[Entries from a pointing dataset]
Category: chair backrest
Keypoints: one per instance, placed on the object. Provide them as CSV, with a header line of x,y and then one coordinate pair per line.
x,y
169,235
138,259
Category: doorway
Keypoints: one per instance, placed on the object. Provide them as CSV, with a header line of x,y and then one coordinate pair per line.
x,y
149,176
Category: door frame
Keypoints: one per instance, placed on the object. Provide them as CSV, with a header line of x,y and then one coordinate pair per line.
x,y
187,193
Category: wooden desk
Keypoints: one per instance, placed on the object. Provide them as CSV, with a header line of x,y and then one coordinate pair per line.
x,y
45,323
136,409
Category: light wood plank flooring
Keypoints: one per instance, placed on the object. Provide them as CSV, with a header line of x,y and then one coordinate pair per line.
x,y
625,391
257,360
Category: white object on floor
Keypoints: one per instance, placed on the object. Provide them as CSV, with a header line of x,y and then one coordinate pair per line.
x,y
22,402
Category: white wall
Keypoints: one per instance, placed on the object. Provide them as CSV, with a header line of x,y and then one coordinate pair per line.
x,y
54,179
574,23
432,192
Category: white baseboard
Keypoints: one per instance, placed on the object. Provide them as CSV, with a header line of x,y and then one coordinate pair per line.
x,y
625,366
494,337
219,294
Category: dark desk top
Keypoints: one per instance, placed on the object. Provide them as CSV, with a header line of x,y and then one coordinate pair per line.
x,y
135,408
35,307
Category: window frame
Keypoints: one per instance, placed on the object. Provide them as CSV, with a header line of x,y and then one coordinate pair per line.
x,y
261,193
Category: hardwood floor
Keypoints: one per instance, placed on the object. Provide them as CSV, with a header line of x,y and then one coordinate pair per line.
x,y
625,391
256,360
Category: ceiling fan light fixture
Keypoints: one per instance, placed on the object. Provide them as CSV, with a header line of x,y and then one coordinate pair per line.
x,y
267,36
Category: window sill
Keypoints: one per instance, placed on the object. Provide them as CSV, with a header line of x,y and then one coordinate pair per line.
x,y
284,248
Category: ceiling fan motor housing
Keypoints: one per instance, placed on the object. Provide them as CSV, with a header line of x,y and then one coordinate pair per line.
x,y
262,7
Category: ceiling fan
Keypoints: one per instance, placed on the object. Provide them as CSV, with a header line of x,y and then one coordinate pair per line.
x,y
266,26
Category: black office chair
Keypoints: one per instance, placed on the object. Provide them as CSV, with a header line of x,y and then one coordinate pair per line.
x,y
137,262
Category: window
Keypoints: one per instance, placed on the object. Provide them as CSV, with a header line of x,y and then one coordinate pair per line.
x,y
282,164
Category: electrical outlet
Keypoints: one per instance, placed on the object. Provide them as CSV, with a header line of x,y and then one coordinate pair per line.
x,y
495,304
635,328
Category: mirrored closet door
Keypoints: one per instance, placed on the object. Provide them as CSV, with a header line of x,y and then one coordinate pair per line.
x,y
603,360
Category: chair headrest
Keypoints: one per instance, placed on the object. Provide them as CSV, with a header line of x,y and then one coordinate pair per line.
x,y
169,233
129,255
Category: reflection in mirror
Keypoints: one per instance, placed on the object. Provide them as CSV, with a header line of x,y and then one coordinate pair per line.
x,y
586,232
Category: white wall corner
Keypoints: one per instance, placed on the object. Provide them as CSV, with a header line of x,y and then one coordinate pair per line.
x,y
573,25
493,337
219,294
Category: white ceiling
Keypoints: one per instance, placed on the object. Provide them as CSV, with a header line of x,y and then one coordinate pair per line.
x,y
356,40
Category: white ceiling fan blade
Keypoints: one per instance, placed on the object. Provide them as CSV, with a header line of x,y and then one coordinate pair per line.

Short task |
Transcribe all of the entries without altering anything.

Task answer |
Category: chair backrest
Keypoints: one per instance, placed on the object. Provide them as CSV, with a header line of x,y and then one coordinate pair per line.
x,y
169,235
138,259
Category: doorway
Keypoints: one per instance, placed on the object. Provide them as CSV, with a header line of x,y and then one coordinate pair per line.
x,y
149,176
Category: door frame
Keypoints: one per instance, placed on the object. Provide them as CSV, with a header line of x,y and then one coordinate pair per line.
x,y
187,193
Category: wooden desk
Keypoints: one per instance, placed on the object. Provide them as CSV, with a header line of x,y and then one coordinate pair per line.
x,y
45,323
136,409
Category: light wood plank flooring
Keypoints: one per instance, placed on the object. Provide them as CSV, with a header line of x,y and then one coordinate pair per line.
x,y
625,391
257,360
Category: white object on floor
Keypoints: one per instance, placed on the object. Provide them as CSV, with a header line of x,y and then one coordinate pair per line.
x,y
22,402
Category: white wall
Keypoints: one per instance, placed on the object. Provide them as CSV, with a header line of x,y and then one coordinate pair per line.
x,y
54,179
574,23
432,192
Category: white baseboard
Keypoints: one per instance, placed on the object. Provide them as CSV, with a header line of x,y and then one coordinate pair per line.
x,y
625,366
494,337
219,294
Category: dark desk top
Keypoints: one per instance, placed on the object. Provide them as CSV, with a header line of x,y and then one coordinate pair per line.
x,y
135,408
35,307
Category: window frame
Keypoints: one per instance, placed on the object. Provide them as CSV, with a header line of x,y and then one coordinate pair per line.
x,y
261,193
Category: hardwood floor
Keypoints: one per instance, placed on the object. Provide them as CSV, with a header line of x,y and then one coordinate pair per line.
x,y
625,391
256,360
Category: ceiling fan light fixture
Keypoints: one per instance, placed on the object. Provide them as CSV, with a header line of x,y and then one coordinate pair per line.
x,y
267,36
Category: window sill
Keypoints: one per instance, placed on the object. Provide them as CSV, with a header line of x,y and then one coordinate pair per line.
x,y
284,248
Category: ceiling fan motor housing
Keypoints: one per instance, placed on the object. Provide them as CSV, with a header line of x,y and then one coordinate pair per line.
x,y
262,7
Category: ceiling fan
Keypoints: one per instance, placed on the object. Provide them as CSV, with a header line of x,y and then one coordinate pair per line.
x,y
266,26
Category: black office chair
Keypoints: one per instance, placed on the object. Provide them as CSV, with a header line of x,y and then one coordinate pair per line.
x,y
137,262
Category: window
Keypoints: one per instance, placed on the object. Provide them as CSV, with a header line of x,y and then one coordinate pair per line.
x,y
282,164
Category: electrical outlet
Keypoints: one per instance, placed on the object. Provide them as CSV, with a header line of x,y and then one coordinate pair per line.
x,y
495,304
635,328
Category: mirrored closet door
Keypoints: one per instance, placed on the object. Provide them as CSV, with a header line of x,y and then one coordinate pair per line.
x,y
603,360
Category: chair headrest
Keypoints: one per instance, placed on the object. Provide them as CSV, with a header line of x,y and then one coordinate pair per line.
x,y
169,233
129,255
Category: reflection in mirror
Keypoints: one per instance, placed on the object. Provide them as CSV, with a header line of x,y and then one coordinate pair per line.
x,y
586,232
Category: white wall corner
Keypoints: one per instance, placed on the object. Provide them as CSV, with a header line of x,y and then one coordinate pair per line.
x,y
573,25
493,337
219,294
Category: white ceiling
Keypoints: one per instance, placed on the object. Provide them as CSV, with a header line of x,y and then one coordinate pair per line.
x,y
356,40
Category: white ceiling fan blade
Keypoints: one per instance, placed on the object. Provide them as CSV, with a header line of x,y and then one coordinate pair per line.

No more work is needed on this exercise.